I am seriously hoping for Icebergs …
This is the year, we all make serious strides in life. The Promises have materialized for many people, all at the same time. I helped to keep my friends “on the beam” while we traveled through “Ambiguity.” Tonight, I can say that we’ve all crossed a new threshold in sobriety, across the board.
Today I did something I have never done before. I booked a ticket to St. John’s New Foundland for Easter weekend. Traveling to St. John’s is not cheap, but since we crossed another threshold at home, I was able to make good on my relationship with Mama and Lu.
I had schemed in my head, what I really wanted to do for this trip. I was not going to tell anyone I was making the trip, and wait until the week “OF” to tell mom that I was coming and not to tell Mama.
Hubby said to me that might not be a good idea, so I slept on it over night, and this morning I called mom to tell her what I was planning to do, and she told me that I should call Mama and tell her.
I waited all day to make one phone call …
I leave on the 13th of April, and spend 4 days in St. John’s and I return on the 17th. This is the farthest East I have traveled in Canada. In my first year sober, we took a road trip to Halifax, driving the 18 hours each way. This time I am doing it right.
Almost three years ago, I made a decision to invest in Mama and Lu, before Lu even entered the world. It all began with a single phone call. My relationship with Mama and Lu is the most important relationship I have with any of my friends, because Lu is part of my life.
Lu’s biological father wanted Mama to abort Lu when she was pregnant and to this day wants nothing to do with Lu at all. He’s just a big horses ass. Who takes no responsibility for the fact that he fathered a child, and is out of sight and out of mind ever since Lu was born. Aside from Grand pa, I am the only OTHER MAN in her life today.
I helped raise Lu for the first two years of her life while they lived here, but like all good things, they come to an end, and mama returned to family in New Foundland.

▶ [Given records]:
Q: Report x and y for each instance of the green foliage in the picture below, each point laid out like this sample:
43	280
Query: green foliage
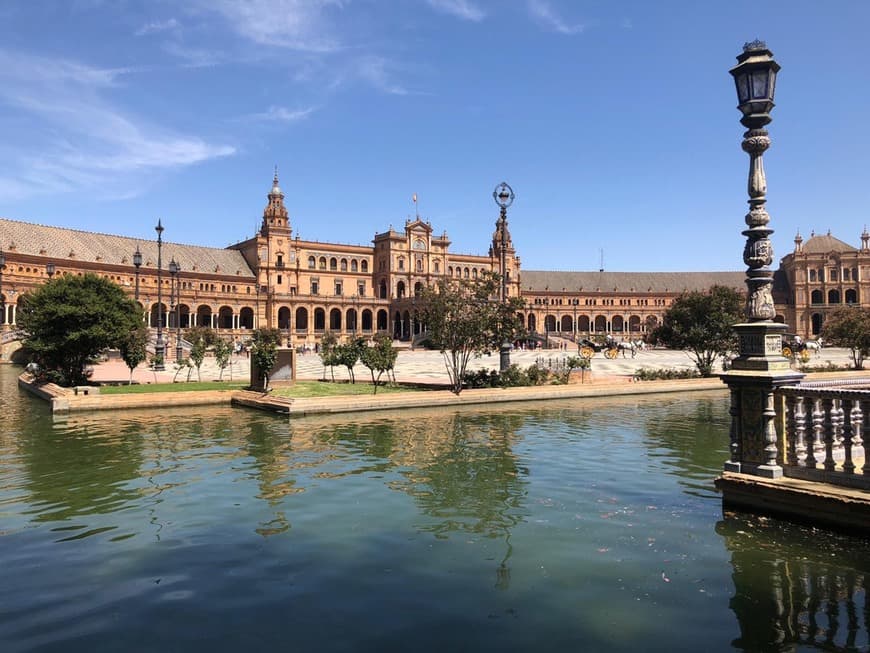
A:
649	374
71	319
264	352
133	348
702	323
223	351
348	355
208	335
465	318
850	327
327	353
380	357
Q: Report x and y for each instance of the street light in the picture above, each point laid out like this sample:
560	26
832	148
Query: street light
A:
159	346
504	197
755	79
137	262
174	269
760	367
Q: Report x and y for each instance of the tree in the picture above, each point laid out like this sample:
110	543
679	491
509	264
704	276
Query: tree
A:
134	348
464	318
850	327
380	358
348	355
264	352
71	319
702	323
328	343
223	351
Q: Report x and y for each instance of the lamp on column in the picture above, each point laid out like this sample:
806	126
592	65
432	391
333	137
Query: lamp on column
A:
137	262
504	197
174	270
159	346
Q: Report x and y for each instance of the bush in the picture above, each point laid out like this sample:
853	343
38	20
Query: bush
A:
664	374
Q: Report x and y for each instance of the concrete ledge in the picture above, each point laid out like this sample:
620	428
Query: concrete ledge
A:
64	400
399	401
799	500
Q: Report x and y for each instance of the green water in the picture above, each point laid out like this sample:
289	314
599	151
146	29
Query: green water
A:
587	525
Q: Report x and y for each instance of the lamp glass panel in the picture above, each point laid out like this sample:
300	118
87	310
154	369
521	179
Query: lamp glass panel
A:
742	81
759	82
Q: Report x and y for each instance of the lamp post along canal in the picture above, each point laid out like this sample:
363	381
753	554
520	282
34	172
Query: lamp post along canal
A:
504	197
760	367
137	263
159	346
174	270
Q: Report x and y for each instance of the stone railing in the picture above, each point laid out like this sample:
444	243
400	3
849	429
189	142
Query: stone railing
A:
826	426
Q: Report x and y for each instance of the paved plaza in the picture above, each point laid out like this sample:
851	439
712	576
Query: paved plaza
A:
428	366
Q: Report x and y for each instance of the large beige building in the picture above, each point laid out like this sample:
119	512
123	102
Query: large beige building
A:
306	288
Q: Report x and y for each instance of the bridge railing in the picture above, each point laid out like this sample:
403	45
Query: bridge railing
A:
826	427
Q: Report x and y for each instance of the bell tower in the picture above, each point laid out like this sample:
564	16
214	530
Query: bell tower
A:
275	218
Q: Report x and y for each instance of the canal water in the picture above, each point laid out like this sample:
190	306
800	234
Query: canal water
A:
587	525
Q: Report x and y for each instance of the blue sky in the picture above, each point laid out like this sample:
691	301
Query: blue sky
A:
614	122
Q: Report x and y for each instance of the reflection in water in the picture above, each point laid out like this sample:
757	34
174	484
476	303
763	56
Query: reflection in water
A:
786	594
566	525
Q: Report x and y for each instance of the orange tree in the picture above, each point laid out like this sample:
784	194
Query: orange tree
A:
850	327
465	319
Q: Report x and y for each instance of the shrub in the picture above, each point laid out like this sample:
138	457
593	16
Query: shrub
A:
647	374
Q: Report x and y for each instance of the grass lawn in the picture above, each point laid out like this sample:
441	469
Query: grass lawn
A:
192	386
299	390
304	389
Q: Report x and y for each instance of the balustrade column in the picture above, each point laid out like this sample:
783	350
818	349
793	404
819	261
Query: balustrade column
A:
847	432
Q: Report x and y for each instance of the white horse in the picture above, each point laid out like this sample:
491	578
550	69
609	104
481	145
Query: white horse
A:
814	346
627	346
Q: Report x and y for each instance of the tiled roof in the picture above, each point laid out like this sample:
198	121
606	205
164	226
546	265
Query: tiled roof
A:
106	249
825	244
539	281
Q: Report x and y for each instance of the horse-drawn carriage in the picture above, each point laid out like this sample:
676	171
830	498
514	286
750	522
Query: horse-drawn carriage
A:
793	346
611	347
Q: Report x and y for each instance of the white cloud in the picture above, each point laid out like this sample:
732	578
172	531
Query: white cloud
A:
460	8
294	24
542	12
374	71
84	141
158	26
282	114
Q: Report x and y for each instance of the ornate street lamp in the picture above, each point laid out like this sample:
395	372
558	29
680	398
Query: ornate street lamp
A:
760	367
2	296
504	197
174	269
137	262
755	78
159	346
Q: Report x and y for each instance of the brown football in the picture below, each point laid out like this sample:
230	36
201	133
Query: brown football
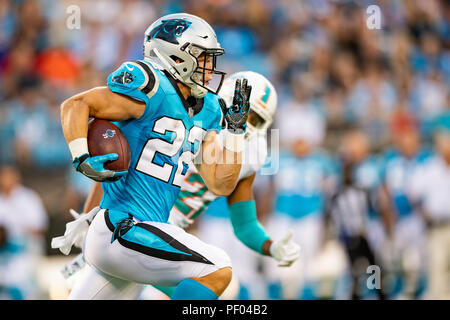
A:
105	137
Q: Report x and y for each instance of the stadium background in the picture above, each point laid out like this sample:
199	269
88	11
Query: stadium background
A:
320	55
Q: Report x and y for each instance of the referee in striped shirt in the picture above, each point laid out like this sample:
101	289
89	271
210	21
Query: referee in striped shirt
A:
346	216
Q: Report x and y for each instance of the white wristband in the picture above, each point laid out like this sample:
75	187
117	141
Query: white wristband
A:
233	142
78	147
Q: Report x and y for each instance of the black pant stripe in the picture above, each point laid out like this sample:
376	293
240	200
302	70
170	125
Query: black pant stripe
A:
190	255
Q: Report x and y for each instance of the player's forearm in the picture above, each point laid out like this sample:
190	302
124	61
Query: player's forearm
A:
74	118
94	197
219	167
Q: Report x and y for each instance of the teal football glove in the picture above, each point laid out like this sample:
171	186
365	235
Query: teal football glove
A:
236	115
93	167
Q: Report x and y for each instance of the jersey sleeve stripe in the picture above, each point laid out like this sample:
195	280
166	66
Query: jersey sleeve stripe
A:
151	85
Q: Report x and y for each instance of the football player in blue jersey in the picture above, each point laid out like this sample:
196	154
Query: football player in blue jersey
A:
167	107
406	157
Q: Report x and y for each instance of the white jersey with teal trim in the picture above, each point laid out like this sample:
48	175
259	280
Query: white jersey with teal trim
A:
163	141
194	197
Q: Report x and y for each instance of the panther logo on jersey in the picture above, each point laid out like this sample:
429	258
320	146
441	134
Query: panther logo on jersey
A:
170	30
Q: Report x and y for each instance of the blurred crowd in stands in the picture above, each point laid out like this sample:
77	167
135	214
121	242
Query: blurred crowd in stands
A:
349	98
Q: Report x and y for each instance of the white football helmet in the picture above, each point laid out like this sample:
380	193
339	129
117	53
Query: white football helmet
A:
263	100
177	40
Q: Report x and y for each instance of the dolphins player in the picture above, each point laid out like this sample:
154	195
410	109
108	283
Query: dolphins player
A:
167	106
195	196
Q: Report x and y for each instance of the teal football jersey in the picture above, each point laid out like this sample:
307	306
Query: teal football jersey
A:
162	141
300	183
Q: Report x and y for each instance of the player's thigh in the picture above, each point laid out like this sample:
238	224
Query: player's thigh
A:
95	285
150	252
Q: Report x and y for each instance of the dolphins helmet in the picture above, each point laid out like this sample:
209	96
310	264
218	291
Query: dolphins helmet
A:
263	100
177	40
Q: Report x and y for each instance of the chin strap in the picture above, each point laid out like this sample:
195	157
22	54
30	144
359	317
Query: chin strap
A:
196	90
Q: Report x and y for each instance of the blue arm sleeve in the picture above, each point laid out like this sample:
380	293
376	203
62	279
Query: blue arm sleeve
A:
246	226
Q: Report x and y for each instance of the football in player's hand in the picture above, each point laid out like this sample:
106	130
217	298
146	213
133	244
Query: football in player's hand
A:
105	137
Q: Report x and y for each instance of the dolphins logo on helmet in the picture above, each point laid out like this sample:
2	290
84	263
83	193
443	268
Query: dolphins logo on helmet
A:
170	30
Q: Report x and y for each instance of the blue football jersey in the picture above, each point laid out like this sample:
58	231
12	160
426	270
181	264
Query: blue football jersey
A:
397	173
162	141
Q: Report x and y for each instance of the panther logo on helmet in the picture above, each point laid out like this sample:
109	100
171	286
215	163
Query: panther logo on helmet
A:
170	30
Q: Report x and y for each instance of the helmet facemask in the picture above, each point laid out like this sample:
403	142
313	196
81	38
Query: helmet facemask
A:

▶ [Work order A]:
Answer these questions from the blog post about the trip to St. John's.
(i) On what dates does the trip to St. John's begin and end?
(ii) How many hours did the drive to Halifax take each way?
(iii) To whom did Mama return in Newfoundland?
▶ [Work order B]: Write the next part of the blog post about the trip to St. John's, starting after its last sentence.
The lines bear no relation to the text.

▶ [Written answer A]:
(i) It begins on the 13th of April and ends on the 17th.
(ii) 18 hours.
(iii) To family.

▶ [Written answer B]:
I may not be her biological father, but I am part of her daily life. I participate in the parenting process from far away, on a daily basis. And not long ago, I was on the phone with Lu and she tossed another new word at me … She calls me Daddy …
I remember the night she said my name for the first time. Now I have a new day to remember, the day she started calling me Daddy.
I sent Christmas to St. John’s in December. I am bringing Easter with me in April.
Sobriety gives us so many good things once we put down the drink (and the drugs).
Many people think, when they finally stop that life is going to end if they cannot drink and party like they used to and that sobriety is going to be absolutely BORING !!!
I can tell you, categorically, that that is NOT the case at all.
Our speaker tonight tells the story about socializing with old friends (today) in sobriety. She might be sober and does not drink, her friends though, can’t drink like they used to because they are much older, and CANNOT BOUNCE BACK LIKE THEY USED TO …
Life gets real, when we start to age …
I don’t think I would have made it to this point, had I kept drinking.
I am very happy for my guys and their gals.
One couple has crossed the Financial Insecurity Promise. The other couple, we are planning a wedding and costing a honeymoon for next Spring. And we are all working together, soberly.
And it is freaking AMAZING !
If your sobriety isn’t exciting, and life changing, what do you need to do to Step up your game ?
It is all about how you play your game.